**DIRECTIONS FOR THIS TASK**: Beginning with the line that holds "Reviewer note: check that each instance of the man speaking", set down each line of the data below through the very last, exactly as given, and nothing beyond that.

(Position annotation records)
============
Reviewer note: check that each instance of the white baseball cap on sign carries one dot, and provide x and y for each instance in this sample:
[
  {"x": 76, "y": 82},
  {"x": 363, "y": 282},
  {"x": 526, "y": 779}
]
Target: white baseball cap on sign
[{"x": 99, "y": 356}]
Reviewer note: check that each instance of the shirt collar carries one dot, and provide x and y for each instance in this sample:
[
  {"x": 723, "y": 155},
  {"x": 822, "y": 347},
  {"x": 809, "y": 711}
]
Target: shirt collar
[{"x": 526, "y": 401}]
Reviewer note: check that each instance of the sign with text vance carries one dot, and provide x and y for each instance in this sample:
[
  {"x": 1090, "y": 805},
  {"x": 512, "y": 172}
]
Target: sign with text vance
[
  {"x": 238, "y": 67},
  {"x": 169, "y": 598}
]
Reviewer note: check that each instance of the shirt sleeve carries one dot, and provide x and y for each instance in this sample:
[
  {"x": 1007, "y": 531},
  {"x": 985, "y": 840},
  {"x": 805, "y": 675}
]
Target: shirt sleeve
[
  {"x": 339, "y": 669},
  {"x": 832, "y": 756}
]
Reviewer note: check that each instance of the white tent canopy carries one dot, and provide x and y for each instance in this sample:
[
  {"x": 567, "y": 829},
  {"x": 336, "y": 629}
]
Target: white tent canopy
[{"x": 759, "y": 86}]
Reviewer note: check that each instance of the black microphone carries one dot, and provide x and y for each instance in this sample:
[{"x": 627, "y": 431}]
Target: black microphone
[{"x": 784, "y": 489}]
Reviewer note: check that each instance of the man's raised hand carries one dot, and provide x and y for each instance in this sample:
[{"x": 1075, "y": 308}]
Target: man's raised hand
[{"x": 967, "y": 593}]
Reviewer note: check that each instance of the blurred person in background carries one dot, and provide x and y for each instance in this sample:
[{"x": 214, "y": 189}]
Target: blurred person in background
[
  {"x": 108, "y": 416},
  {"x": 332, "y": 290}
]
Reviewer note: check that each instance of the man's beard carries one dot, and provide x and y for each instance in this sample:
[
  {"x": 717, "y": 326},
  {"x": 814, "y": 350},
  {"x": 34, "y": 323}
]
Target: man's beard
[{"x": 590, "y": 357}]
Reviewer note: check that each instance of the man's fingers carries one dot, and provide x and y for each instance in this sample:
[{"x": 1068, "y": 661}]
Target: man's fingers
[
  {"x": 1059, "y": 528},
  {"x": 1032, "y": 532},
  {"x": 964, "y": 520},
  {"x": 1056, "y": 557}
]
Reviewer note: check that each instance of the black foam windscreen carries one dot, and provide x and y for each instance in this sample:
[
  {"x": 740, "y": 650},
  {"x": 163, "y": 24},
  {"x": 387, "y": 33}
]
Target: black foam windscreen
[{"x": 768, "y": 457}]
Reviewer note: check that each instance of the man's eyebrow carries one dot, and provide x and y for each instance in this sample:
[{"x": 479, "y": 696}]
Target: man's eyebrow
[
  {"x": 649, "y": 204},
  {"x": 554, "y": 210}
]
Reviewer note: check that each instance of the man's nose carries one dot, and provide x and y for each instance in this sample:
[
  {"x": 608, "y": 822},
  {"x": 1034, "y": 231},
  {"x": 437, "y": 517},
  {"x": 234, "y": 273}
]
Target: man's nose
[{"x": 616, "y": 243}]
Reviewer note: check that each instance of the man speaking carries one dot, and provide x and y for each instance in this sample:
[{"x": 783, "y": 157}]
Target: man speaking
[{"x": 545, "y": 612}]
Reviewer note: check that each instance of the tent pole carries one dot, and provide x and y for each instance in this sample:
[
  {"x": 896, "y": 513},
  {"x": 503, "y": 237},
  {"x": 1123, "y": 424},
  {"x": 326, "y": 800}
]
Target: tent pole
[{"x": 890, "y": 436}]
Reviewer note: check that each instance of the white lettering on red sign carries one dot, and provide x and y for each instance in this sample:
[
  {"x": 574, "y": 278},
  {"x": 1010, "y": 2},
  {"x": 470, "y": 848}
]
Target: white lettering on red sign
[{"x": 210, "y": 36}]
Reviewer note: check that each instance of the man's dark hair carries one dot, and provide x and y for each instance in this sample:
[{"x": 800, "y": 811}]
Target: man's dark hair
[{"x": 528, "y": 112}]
============
**RESPONSE TO THIS EXERCISE**:
Reviewer note: check that each instance of the man speaking carries one dot, and provide x and y for each instance in this sample:
[{"x": 783, "y": 157}]
Target: man speaking
[{"x": 545, "y": 612}]
Reviewer note: check that each instance of the tent pole carries one dot, and provide x and y for each instance in this sample:
[
  {"x": 896, "y": 513},
  {"x": 503, "y": 237},
  {"x": 1123, "y": 424},
  {"x": 326, "y": 800}
]
Target: tent pole
[{"x": 890, "y": 436}]
Reviewer note: check that each instance of the white lettering on red sign carries one dot, and provide x and y for each instance in this sample:
[
  {"x": 574, "y": 278},
  {"x": 1010, "y": 2},
  {"x": 470, "y": 848}
]
Target: white lettering on red sign
[{"x": 210, "y": 36}]
Reviewer note: check that each instance of the man's dark hair carries one dot, and provide x and y for each instance in this sample:
[{"x": 800, "y": 811}]
Target: man's dark hair
[{"x": 528, "y": 112}]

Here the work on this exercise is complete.